Supplied material:
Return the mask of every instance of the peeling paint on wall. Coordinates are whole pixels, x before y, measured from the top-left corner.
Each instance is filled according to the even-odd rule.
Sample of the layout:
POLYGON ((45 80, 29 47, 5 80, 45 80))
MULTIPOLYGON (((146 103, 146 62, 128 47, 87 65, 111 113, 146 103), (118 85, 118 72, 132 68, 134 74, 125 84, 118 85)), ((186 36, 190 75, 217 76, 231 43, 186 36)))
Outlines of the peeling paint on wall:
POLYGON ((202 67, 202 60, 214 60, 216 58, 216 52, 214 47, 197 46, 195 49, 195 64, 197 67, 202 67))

--

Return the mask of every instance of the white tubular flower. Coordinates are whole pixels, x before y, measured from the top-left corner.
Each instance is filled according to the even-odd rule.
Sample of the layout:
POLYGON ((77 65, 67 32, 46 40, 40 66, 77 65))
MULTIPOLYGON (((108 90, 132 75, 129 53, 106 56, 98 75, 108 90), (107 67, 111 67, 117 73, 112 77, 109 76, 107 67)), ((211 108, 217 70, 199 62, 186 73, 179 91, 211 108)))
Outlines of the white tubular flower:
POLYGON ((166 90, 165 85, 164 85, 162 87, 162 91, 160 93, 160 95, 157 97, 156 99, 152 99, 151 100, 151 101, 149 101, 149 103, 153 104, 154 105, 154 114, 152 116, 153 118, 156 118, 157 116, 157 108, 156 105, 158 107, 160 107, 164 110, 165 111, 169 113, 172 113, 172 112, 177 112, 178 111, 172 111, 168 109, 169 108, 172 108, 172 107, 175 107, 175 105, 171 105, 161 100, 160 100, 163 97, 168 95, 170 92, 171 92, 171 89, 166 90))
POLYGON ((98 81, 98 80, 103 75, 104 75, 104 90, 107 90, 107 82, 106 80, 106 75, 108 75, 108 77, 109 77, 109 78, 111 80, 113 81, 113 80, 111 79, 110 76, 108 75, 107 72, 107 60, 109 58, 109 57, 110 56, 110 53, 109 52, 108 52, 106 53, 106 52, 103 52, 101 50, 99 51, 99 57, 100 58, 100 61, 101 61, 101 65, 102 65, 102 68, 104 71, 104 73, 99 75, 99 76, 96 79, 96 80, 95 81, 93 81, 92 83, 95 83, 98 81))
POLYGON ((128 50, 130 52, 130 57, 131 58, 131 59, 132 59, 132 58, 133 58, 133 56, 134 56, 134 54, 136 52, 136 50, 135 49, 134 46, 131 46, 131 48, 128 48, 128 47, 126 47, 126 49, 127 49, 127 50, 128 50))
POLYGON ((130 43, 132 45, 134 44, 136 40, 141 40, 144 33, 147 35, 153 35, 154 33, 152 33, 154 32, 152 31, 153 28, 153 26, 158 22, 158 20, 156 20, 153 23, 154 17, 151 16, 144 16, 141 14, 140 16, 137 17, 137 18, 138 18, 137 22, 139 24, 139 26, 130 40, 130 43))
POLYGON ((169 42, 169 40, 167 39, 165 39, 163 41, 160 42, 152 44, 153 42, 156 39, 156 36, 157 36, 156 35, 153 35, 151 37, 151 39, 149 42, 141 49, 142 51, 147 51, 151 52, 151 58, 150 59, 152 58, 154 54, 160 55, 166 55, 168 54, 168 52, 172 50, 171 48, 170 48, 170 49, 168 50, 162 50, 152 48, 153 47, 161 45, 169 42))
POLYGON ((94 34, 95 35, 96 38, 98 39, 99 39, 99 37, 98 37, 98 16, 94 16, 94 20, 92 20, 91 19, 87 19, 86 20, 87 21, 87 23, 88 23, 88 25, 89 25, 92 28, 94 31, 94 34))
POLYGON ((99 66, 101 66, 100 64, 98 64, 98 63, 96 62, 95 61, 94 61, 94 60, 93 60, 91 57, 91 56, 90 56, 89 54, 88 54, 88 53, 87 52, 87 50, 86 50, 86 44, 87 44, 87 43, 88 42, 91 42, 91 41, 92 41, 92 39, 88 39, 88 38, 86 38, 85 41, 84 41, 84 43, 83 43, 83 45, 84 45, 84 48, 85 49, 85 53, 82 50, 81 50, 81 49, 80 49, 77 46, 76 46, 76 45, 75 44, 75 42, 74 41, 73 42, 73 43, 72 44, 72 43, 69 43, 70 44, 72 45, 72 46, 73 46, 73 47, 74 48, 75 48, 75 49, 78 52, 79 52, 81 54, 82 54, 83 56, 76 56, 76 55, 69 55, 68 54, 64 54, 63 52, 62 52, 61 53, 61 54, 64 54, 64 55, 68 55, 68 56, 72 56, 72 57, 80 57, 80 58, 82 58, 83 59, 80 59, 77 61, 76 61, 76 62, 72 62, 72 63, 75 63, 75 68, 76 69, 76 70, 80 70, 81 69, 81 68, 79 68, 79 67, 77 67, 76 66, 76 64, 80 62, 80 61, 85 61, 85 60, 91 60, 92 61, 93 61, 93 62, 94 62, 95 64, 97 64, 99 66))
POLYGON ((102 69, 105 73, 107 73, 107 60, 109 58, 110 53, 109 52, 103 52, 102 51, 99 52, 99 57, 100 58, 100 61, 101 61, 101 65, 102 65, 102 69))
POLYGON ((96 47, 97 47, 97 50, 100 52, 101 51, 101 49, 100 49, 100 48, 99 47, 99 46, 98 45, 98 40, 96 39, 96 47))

Requirement: Present the lines from the one containing "Return the mask of every instance of the peeling" through the one containing "POLYGON ((45 80, 29 47, 5 80, 45 80))", both included, as a numbered list, omitting any blank lines.

Full solution:
1. Return the mask of every instance of the peeling paint on wall. Coordinates are whole pixels, x before y, measured from the top-left corner.
2. Each instance is filled according to the even-odd rule.
3. Sample of the layout:
4. POLYGON ((45 80, 29 47, 5 80, 45 80))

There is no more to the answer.